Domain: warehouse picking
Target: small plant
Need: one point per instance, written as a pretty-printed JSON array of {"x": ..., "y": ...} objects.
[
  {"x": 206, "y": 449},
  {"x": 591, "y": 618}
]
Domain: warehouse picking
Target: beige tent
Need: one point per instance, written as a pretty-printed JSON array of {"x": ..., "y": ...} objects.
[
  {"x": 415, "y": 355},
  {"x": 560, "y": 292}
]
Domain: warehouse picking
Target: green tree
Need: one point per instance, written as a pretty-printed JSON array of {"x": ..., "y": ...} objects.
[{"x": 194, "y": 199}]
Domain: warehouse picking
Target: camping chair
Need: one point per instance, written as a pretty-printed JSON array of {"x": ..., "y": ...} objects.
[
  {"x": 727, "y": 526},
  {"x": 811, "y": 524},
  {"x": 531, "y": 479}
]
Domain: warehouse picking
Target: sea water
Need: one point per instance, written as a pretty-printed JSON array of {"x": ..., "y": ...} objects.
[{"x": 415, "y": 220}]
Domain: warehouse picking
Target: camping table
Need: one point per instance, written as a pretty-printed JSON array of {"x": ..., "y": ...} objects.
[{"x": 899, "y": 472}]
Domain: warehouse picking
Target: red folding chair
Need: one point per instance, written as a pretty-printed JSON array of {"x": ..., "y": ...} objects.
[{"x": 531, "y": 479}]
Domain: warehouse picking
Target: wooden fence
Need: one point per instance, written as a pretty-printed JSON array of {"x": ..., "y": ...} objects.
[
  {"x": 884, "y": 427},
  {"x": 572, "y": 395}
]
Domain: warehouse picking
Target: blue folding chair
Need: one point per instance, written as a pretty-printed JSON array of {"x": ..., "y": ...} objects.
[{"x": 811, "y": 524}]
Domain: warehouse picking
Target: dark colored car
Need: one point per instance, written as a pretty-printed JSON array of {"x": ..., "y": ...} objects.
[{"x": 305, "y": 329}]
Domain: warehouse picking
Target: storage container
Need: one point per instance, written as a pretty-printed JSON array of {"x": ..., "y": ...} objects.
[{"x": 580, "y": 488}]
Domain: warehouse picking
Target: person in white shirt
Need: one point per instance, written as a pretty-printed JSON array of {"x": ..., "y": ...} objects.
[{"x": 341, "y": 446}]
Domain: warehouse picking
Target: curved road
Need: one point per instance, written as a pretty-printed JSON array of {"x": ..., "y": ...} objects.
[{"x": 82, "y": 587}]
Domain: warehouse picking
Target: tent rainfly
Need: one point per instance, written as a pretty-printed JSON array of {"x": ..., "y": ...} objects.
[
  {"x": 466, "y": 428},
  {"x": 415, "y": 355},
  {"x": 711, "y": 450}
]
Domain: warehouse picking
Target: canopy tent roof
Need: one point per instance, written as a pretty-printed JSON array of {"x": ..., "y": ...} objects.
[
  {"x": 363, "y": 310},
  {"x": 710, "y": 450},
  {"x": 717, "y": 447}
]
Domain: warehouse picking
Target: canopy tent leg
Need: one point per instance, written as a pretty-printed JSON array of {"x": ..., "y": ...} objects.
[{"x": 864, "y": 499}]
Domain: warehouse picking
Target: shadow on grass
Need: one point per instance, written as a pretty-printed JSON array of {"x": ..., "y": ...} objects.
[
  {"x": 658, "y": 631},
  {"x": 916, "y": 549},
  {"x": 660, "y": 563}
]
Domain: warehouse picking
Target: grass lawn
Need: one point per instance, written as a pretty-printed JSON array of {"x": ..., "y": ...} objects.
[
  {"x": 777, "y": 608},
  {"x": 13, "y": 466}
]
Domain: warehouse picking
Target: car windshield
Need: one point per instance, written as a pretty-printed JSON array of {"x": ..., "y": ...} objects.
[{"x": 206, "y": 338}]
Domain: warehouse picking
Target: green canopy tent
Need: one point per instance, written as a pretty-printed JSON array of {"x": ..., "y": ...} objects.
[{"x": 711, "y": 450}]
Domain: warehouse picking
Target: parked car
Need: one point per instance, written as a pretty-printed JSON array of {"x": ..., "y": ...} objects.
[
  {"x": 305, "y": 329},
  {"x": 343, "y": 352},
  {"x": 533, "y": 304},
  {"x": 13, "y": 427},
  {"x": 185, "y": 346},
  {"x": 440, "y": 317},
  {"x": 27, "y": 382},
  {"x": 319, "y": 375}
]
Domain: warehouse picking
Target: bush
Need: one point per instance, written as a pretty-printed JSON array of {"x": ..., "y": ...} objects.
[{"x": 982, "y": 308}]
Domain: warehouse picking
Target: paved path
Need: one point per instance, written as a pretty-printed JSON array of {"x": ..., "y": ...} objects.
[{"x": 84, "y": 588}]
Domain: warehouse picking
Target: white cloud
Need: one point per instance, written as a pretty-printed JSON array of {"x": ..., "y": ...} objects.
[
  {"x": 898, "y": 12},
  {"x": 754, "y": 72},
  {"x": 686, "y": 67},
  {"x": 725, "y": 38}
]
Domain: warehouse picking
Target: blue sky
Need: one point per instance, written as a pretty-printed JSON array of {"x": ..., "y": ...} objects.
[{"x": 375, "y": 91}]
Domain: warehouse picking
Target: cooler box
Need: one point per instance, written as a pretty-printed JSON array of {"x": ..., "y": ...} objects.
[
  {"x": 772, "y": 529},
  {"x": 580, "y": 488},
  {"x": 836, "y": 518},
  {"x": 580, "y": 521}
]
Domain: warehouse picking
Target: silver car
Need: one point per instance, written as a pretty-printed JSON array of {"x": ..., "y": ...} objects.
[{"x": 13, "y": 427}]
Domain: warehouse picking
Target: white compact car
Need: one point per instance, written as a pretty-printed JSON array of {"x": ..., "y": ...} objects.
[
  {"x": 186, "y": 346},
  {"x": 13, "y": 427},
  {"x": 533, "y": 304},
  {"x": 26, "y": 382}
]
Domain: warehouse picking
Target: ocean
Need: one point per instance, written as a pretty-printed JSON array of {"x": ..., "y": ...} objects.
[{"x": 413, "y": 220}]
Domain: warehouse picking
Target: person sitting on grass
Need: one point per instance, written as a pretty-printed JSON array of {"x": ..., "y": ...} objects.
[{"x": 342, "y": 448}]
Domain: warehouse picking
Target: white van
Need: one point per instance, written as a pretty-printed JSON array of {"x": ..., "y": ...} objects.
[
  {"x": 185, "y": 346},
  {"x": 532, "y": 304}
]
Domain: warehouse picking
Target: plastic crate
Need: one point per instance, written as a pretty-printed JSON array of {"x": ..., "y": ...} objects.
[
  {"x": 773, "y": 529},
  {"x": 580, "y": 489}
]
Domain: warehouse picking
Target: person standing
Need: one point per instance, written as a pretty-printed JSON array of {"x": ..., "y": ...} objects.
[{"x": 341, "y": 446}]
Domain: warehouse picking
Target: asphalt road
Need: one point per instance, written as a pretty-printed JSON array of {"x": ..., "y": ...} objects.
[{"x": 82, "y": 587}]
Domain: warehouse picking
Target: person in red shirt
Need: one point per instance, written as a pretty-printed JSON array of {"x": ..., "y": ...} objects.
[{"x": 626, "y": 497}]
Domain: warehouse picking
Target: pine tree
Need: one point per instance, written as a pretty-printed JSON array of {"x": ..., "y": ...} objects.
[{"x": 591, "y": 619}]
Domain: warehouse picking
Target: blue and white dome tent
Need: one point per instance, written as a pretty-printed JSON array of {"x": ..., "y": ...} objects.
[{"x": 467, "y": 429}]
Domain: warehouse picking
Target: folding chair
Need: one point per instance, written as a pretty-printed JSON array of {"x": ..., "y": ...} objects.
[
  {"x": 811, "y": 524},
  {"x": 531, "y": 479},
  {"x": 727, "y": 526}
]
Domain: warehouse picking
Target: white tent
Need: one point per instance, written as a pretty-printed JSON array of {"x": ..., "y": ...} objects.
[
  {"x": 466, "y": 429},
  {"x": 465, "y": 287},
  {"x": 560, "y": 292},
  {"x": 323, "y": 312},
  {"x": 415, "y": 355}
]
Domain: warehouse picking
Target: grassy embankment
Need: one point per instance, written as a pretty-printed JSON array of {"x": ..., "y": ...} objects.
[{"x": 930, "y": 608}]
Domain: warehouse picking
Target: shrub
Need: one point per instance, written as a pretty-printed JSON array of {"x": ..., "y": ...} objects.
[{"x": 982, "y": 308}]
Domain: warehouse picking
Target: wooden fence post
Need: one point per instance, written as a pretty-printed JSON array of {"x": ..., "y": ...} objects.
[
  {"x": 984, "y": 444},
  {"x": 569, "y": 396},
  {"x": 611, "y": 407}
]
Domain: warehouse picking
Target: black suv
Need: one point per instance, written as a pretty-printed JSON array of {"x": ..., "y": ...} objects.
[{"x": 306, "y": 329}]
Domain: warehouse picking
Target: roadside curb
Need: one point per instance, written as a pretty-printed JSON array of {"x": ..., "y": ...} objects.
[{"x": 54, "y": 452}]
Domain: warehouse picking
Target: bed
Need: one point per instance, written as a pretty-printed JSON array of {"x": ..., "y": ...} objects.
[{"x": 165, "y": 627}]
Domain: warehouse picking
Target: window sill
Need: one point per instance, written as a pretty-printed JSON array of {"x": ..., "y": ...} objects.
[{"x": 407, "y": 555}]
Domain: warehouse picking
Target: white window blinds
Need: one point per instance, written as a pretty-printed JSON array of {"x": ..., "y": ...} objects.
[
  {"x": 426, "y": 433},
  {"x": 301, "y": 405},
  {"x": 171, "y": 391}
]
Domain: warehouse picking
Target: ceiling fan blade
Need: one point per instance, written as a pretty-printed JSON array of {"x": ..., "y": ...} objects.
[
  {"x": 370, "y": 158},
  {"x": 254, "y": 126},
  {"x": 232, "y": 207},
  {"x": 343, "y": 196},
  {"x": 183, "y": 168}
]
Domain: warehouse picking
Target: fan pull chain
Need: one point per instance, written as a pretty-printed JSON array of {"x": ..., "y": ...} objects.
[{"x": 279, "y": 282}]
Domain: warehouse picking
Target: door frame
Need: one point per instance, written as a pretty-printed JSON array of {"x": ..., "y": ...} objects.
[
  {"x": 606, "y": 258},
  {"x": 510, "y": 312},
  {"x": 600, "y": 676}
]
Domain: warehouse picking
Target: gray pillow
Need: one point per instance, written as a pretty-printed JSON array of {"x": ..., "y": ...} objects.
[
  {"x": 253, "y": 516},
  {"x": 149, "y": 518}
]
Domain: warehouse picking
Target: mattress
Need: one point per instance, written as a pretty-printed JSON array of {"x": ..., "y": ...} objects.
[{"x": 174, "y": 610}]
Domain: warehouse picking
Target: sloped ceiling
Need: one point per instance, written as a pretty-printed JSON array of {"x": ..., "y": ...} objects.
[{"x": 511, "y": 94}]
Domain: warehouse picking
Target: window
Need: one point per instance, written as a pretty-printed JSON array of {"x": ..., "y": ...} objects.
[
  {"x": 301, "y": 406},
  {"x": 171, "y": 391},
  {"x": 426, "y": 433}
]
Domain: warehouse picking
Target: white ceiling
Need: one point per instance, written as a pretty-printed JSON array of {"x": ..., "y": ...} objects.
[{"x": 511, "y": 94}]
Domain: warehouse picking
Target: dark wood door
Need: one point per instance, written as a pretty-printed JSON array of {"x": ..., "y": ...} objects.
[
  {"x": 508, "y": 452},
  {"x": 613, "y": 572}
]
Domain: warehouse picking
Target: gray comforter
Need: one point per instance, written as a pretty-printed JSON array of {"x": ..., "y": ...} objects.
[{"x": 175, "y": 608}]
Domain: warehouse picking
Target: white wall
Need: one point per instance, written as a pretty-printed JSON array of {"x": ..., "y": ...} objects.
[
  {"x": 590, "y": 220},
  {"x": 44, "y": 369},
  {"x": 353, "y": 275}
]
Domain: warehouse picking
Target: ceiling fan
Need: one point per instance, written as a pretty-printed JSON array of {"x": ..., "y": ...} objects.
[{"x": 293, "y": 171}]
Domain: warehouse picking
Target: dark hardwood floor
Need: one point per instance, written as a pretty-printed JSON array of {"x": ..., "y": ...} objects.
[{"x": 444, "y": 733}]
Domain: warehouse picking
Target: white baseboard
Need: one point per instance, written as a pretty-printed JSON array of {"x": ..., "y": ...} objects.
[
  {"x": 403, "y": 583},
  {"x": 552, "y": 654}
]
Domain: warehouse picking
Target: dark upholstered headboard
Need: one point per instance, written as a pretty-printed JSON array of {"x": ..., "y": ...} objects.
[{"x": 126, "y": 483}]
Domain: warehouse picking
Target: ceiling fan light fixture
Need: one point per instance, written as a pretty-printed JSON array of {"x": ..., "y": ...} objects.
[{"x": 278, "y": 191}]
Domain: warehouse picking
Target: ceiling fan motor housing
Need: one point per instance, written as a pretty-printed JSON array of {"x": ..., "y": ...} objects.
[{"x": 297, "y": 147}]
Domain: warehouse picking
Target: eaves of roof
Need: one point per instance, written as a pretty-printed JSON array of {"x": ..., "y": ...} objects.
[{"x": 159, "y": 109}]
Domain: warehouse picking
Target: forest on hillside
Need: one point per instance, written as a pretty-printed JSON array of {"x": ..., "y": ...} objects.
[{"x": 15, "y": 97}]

## Required work
Tally the lines in the items above that contain the string "tent", and reply with that number alone.

## Solution
7